> [PROMPT] The listing below is to be transcribed exactly.

> [RECORDS FOR THIS TASK]
# # #
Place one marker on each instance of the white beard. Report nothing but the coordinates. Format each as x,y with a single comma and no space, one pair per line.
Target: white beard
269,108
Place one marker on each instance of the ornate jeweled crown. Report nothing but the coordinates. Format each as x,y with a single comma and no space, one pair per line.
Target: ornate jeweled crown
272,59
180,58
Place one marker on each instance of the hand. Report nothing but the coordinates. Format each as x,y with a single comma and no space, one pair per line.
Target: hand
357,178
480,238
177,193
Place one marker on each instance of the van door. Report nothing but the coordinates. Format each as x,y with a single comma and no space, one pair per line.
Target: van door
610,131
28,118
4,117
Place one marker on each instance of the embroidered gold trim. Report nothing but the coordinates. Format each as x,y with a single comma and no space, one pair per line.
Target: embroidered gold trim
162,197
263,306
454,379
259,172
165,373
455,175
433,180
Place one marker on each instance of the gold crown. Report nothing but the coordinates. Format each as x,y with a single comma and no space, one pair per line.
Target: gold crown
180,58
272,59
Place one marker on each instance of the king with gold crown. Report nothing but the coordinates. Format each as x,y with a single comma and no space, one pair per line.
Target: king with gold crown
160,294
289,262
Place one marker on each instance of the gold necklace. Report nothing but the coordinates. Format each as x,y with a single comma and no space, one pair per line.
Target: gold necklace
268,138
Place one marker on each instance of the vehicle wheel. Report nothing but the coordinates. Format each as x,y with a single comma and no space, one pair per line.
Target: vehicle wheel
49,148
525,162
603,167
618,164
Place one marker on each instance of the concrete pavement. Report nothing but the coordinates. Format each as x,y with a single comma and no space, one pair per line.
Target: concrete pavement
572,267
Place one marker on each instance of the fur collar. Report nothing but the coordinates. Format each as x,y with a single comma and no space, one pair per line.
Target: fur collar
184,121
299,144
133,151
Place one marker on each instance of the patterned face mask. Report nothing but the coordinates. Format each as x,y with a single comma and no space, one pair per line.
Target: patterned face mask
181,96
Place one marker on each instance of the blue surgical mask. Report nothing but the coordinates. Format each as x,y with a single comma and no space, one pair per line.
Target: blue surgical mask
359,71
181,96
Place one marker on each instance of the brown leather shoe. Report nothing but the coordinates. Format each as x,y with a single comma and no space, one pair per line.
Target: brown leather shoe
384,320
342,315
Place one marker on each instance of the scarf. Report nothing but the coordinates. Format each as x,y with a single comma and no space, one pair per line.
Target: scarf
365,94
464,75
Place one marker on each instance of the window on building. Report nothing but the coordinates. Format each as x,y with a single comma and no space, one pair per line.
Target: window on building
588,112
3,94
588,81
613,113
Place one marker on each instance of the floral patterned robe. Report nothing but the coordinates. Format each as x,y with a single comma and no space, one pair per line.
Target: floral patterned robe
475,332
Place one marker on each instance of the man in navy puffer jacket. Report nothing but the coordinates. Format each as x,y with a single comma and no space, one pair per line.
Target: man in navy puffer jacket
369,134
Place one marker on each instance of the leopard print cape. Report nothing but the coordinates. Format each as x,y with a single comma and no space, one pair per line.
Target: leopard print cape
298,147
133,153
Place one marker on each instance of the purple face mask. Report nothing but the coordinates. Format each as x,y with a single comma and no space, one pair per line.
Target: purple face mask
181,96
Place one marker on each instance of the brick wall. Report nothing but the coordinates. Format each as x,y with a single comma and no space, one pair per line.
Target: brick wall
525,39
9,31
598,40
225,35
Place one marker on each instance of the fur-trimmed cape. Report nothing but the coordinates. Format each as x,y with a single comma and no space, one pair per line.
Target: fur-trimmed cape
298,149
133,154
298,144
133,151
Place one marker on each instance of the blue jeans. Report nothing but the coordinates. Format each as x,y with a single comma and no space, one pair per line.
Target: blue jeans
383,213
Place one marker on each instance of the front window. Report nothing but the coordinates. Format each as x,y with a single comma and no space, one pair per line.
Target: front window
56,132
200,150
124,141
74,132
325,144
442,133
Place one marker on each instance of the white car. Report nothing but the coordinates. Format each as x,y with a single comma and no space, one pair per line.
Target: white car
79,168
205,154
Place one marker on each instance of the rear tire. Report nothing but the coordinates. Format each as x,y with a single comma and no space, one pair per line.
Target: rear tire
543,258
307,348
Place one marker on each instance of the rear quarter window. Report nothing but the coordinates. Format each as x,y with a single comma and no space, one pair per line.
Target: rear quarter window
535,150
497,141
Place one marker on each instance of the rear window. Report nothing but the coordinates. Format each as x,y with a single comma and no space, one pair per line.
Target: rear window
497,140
# # #
> [TASK ANSWER]
Place one marker on each instance of the white beard. Report nothing but the coordinates. Format each as x,y with a single comma and no space, one pair per line.
Target: white beard
269,108
Place one marker on each instance of the ornate jeweled crown. Report nothing but the coordinates. Format each as x,y with a single comma and no space, one pair per line.
Target: ornate jeweled crown
272,59
180,58
Place one marker on each instance of the hand. Report nothing but the coordinates. Format each as x,y with a single comma and no space, one pair per line.
Target: hand
357,178
480,238
177,193
Place one marker on each instance of the van door. Report nothing but the coordinates. Format each as x,y with a single comma and no space, one pair per line.
Target: van door
610,131
28,118
4,117
Place one marker on each instance of the embroidered gold trim. Report nothing but the coordinates. Format each as x,y with a single comma and no space, one pair per line.
Target: embroidered gold trim
162,197
263,306
454,379
259,172
165,373
455,175
433,180
Place one marker on each instance of the gold crown. Report nothing but the coordinates. Format each as x,y with a single comma and no space, one pair per line.
Target: gold crown
180,58
272,59
Place one marker on each instance of the king with gold crown. Report nothing but the coordinates. Format each as x,y with a single comma and no space, one pair per line.
Target: king with gold crown
160,294
289,262
Place one marker on each instance of the gold necklace. Report nothing but the coordinates. Format each as x,y with a single comma and no space, one pair per line.
Target: gold necklace
268,138
Place one marker on each instance of the vehicle wheel. Report nothing but the coordinates. Format each as x,y with a single comma and no space, one pair per line.
Target: vehicle wheel
49,148
525,162
603,167
618,164
Place one marker on each instance of the concrete pavement. Report nothing but the coordinates. Format each as x,y with a single comma and no space, one pair per line.
Target: concrete pavement
572,267
Place one marker on each instance of the fur collar. Report nothing but the coordinates. Format each as x,y with a single comma and no space, one pair per line.
Target: fur collar
184,121
299,144
133,151
Place one marker on each instance of the patterned face mask. Report nothing but the coordinates. Format each as x,y with a single comma and no space, one pair per line.
Target: patterned face mask
181,96
Place one marker on each instance of the blue surgical mask. Report nothing but the coordinates. Format each as x,y with a single comma and no space, one pair per line.
Target: blue surgical mask
359,71
181,96
Place one marker on each instance of the brown leather shoe. Report nothing but the coordinates. Format each as x,y with a single comma and no space, one pair per line.
Target: brown leather shoe
384,320
342,315
Place one marker on each instance of the scarf. Report nothing but the coordinates. Format each as x,y with a single comma and no space, one pair per line.
Target: scarf
365,94
464,75
Place one marker on each instance of the window on building. Report nothing but the coordinates. Format each as x,y with a single comma and no space, one pair per line.
Target: window on building
588,112
3,94
588,81
613,113
Place one marker on each instance of the floral patterned robe. Report nothing but the coordinates. Format each as x,y with a single comma and no space, one pair per line.
Target: floral patterned robe
475,332
Place one marker on each instance of the man in navy puffer jacket. Report nothing but the coordinates. Format each as x,y with a single comma and no space, one pair per line.
Target: man in navy puffer jacket
369,134
Place one marker on each instance of the leopard print cape. Report nothing but the coordinates. Format each as x,y with a single comma and no space, one pair per line.
Target: leopard print cape
298,147
133,153
Place one marker on each instance of the purple face mask. Report nothing but the coordinates. Format each as x,y with a single comma and no space, one pair per line.
Target: purple face mask
181,96
Place one marker on each instance of the brick wall. Report nothing but the coordinates. Format each as x,y with a single comma and no space, one pair per line.
Target: brick wall
525,39
9,31
598,40
225,35
Place one marker on each instance of the fur-trimmed cape. Report nothing but the coordinates. Format each as x,y with a single comma and no space, one pair per line.
Target: fur-trimmed cape
298,149
133,154
298,144
133,151
Place one marker on each instance of the blue jeans. Report nothing but the coordinates. Format each as x,y with a single comma and no space, one pair per line.
Target: blue jeans
383,213
Place one marker on each instance of the front window. Report nothing but the coordinates. Format each as x,y with a single comma and no space, one pair per line.
Target: front window
56,132
200,150
124,141
74,132
325,144
442,133
Place one marker on each instance of the white car. Report nothing but the coordinates. Format each as x,y with a single comma and no space, one pair per line.
Target: white car
79,168
205,154
Place one marker on each instance of the rear tire. Report nothing but the coordinates. Format each as x,y with a single comma and no space, one pair per line.
Target: rear tire
543,258
307,348
Place one marker on each instance of the rear quarter window. Report nothing but the coordinates. Format each as x,y with a single comma and no space, one pair per line.
Target: rear quarter window
535,150
497,141
Place one marker on each instance of the rear window. Report nothing but the coordinates. Format each as x,y with a single comma and no space, one pair per line.
Target: rear window
497,140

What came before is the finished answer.